### Permintaan Tugas
Tulis ulang bagian teks tentang IHSG mulai dari "Selanjutnya investor juga" dan terus sampai "Dewan Gubernur Selanjutnya.". Ganti "Paman Sam" dengan "Amerika Serikat".

### Kutipan Terpilih
----------------

Global Masih Waspada, IHSG Masih Kuat Nanjak?

Pekan ini ada beberapa hal yang wajib diperhatikan oleh para investor, dengan mayoritas isu berasal dari luar negeri. Pertama tentu saja terkait perang Ukraina-Rusia serta implikasinya bagi sektor ekonomi dan bisnis global.
Hingga saat ini, perang di Ukraina bisa saja membebani pasar minggu depan. Karena terobosan terkait gencatan senjata sepertinya tidak mungkin terjadi dalam waktu dekat.
Selanjutnya investor juga perlu memperhatikan volatilitas harga komoditas, yang kian hari semakin sulit diprediksi. Setelah cenderung melemah selama dua pekan sebelumnya, pekan ini komoditas tambang, energi dan perkebunan kompak menguat.
Dari negeri Paman Sam, investor juga akan mencermati mengikuti laporan terkait penggajian (payroll) AS dan data pengeluaran konsumsi pribadi sebagai proksi dan petunjuk seberapa cepat The Fed akan mengetatkan kebijakan moneter.
Baru-baru ini bank sentral AS tersebut telah resmi menaikkan suku bunganya sebesar 25 basis poin (bp) selaras dengan harapan pasar. Meski demikian dari dalam negeri, Bank Indonesia masih mempertahankan suku bunga acuannya, setidaknya sampai Rapat Dewan Gubernur Selanjutnya.
Analis keuangan dan ekonom banyak yang memprediksi bahwa RI setidaknya akan melakukan dua kali kenaikan suku bunga dan paling cepat dilakukan pada kuartal kedua tahun ini. Agresivitas dari The Fed tentu juga mempengaruhi seberapa cepat suku bunga dalam negeri akan naik.
Gubernur BI, Perry Warjiyo, sekali lagi menegaskan suku bunga 3,50% akan dipertahankan sampai ada tanda-tanda kenaikan inflasi secara fundamental.
Sebelumnya, pimpinan tertinggi The Fed telah menyebut bahwa kedepannya mereka dapat saja menaikkan suku bunga secara agresif hingga 50 bps bila benar-benar diperlukan.
Selanjutnya data pembacaan awal terkait inflasi di berbagai belahan dunia juga patut untuk dicermati dengan seksama. Beberapa negara yang sedang mengalami inflasi akut dan berada pada level petinggi multi tahun termasuk AS, Inggris, kawasan euro, Brazil, Turki hingga Rusia.
Dari dalam negeri data inflasi akan diumumkan pada hari Jumat pekan depan.
Sedangkan dari dalam negeri, BI memutuskan untuk tetap mempertahankan suku bunga acuannya di level 3,5%.
Indikator global lainnya termasuk aktivitas manufaktur dan pertumbuhan ekonomi. Purchasing Manager's Index (PMI) negara-negara besar mitra dagang RI akan diumumkan minggu depan termasuk China, Jepang, India, Korea Selatan dan Australia.

----------------

### Data yang Diberikan
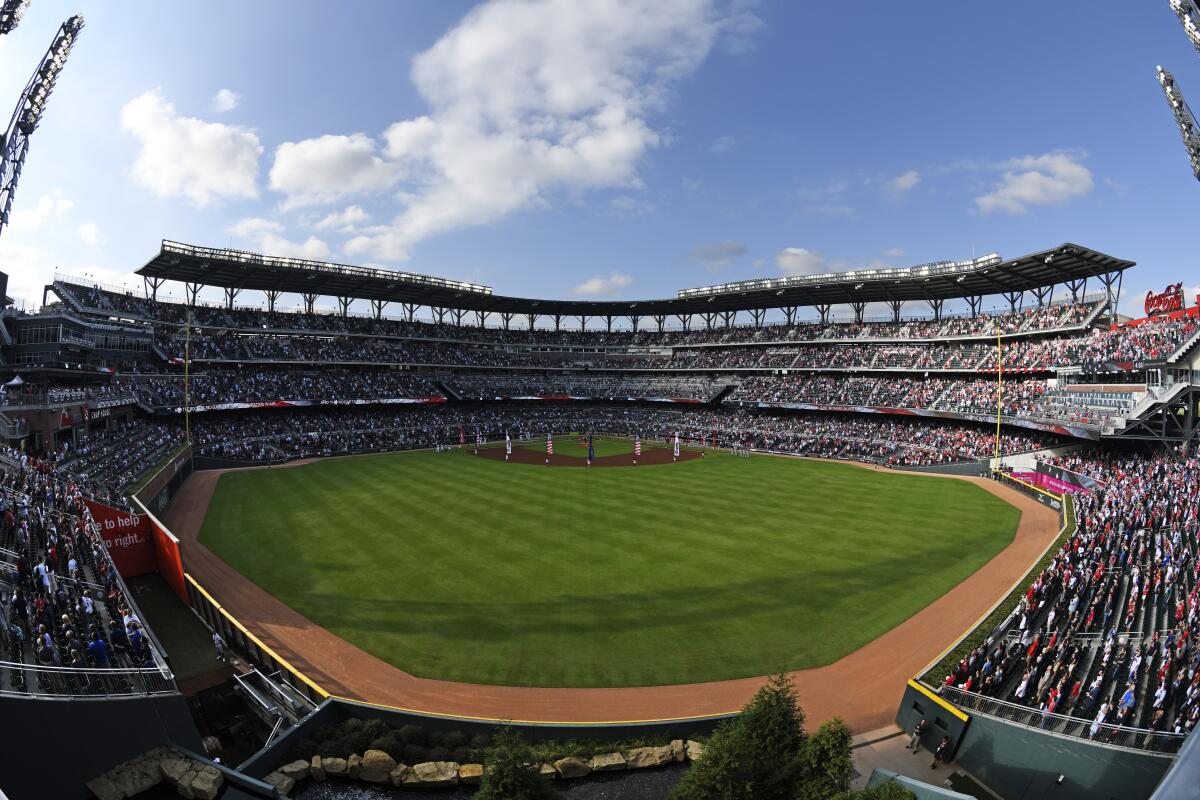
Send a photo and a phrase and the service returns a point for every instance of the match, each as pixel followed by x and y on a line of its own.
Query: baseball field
pixel 462 567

----------------

### Hasil Tugas Ini
Selanjutnya investor juga perlu memperhatikan volatilitas harga komoditas, yang kian hari semakin sulit diprediksi. Setelah cenderung melemah selama dua pekan sebelumnya, pekan ini komoditas tambang, energi dan perkebunan kompak menguat.
Dari negeri Amerika Serikat, investor juga akan mencermati mengikuti laporan terkait penggajian (payroll) AS dan data pengeluaran konsumsi pribadi sebagai proksi dan petunjuk seberapa cepat The Fed akan mengetatkan kebijakan moneter.
Baru-baru ini bank sentral AS tersebut telah resmi menaikkan suku bunganya sebesar 25 basis poin (bp) selaras dengan harapan pasar. Meski demikian dari dalam negeri, Bank Indonesia masih mempertahankan suku bunga acuannya, setidaknya sampai Rapat Dewan Gubernur Selanjutnya.